> _WRITTEN TASK_
Return every line of the listing that contains the word "island".

> _PROVIDED DATA_
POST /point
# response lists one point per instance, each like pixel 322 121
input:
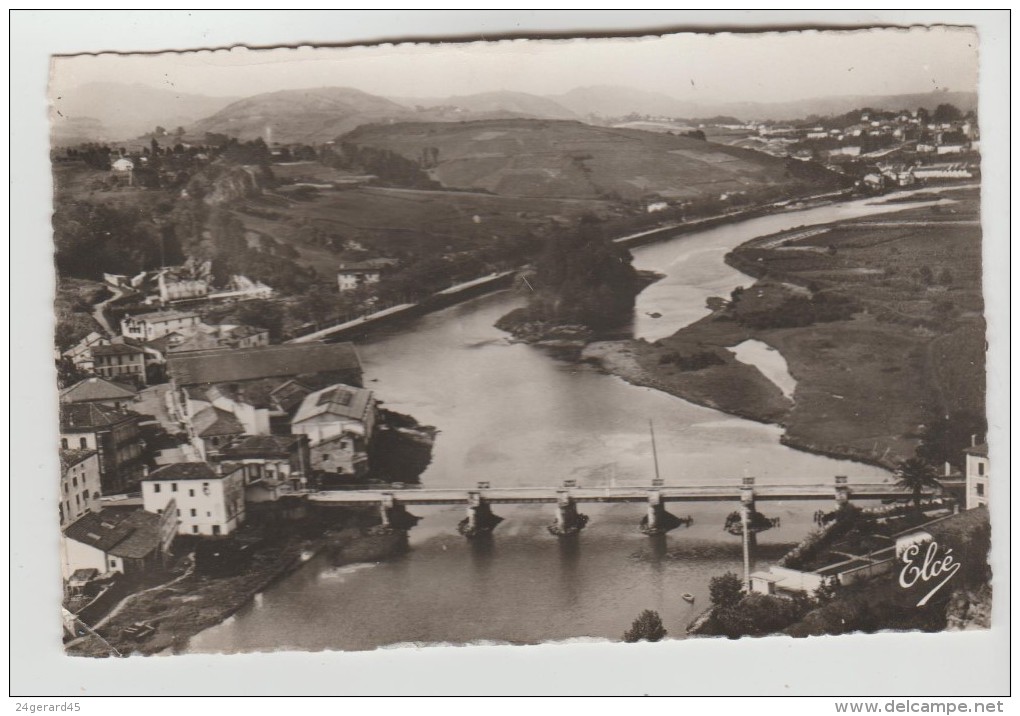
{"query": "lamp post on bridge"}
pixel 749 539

--

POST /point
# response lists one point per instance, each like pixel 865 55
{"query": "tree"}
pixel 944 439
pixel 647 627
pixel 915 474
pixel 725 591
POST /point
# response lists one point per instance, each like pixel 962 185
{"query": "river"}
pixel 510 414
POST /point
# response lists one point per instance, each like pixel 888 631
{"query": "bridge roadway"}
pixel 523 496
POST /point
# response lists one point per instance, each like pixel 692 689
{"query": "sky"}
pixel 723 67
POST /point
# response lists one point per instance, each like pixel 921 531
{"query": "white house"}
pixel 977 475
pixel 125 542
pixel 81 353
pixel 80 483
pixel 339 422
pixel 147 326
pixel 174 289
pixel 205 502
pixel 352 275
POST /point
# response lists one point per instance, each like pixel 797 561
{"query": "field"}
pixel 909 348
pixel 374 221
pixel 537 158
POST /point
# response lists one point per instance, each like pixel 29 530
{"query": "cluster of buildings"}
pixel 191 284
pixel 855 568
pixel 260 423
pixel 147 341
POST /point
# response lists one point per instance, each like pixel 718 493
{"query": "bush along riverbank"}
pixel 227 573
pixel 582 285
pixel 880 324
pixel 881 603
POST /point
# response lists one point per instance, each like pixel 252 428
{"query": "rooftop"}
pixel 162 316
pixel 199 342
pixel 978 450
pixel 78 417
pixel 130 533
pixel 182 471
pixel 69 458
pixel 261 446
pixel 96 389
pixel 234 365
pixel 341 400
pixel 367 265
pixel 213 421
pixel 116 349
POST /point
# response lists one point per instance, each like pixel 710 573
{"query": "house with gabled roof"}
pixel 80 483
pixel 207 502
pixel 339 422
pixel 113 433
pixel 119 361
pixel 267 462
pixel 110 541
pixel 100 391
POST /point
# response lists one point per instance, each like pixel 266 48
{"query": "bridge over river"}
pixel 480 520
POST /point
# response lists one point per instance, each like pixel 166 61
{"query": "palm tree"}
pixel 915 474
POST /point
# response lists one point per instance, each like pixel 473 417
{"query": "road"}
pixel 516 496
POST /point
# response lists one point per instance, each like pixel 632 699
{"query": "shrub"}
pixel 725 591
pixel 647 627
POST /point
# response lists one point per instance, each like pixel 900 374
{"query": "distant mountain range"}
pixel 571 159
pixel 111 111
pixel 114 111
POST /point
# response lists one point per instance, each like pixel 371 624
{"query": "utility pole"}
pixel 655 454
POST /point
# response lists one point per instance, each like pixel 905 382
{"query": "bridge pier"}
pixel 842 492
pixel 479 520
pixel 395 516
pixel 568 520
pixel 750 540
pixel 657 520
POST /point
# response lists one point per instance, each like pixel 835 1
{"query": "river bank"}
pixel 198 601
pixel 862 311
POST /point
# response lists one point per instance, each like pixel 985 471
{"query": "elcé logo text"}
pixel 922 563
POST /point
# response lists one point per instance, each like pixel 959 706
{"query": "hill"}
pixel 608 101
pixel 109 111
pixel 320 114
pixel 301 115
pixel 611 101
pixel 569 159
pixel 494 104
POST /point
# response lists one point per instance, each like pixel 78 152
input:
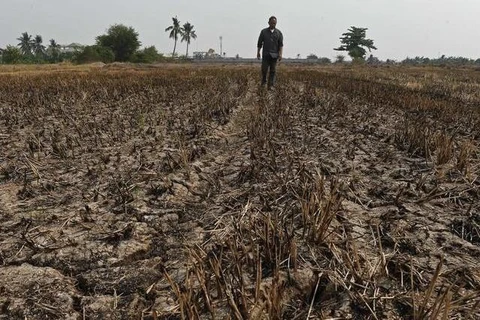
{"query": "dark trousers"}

==

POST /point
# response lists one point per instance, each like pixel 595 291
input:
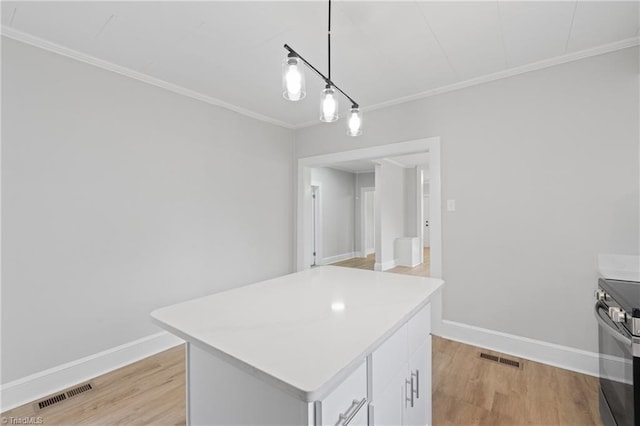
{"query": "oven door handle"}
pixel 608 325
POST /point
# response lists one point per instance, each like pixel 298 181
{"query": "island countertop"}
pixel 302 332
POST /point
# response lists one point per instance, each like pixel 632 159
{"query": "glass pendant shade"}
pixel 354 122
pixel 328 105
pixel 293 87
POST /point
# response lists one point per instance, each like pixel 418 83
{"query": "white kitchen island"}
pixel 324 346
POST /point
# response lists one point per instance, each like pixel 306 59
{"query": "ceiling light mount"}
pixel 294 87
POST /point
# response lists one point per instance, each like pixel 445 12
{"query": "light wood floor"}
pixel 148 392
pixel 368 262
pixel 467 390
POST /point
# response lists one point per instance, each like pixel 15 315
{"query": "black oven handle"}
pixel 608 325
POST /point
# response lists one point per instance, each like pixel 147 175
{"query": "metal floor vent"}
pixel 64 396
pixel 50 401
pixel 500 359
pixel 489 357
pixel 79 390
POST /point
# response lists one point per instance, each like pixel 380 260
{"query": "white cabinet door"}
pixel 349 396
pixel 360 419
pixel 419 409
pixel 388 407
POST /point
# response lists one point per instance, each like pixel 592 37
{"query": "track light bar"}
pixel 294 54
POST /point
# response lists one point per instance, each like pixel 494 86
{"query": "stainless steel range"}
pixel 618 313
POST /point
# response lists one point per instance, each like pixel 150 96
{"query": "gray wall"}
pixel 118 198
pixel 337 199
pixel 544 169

> _SOLUTION_
{"query": "island countertop"}
{"query": "white kitchen island"}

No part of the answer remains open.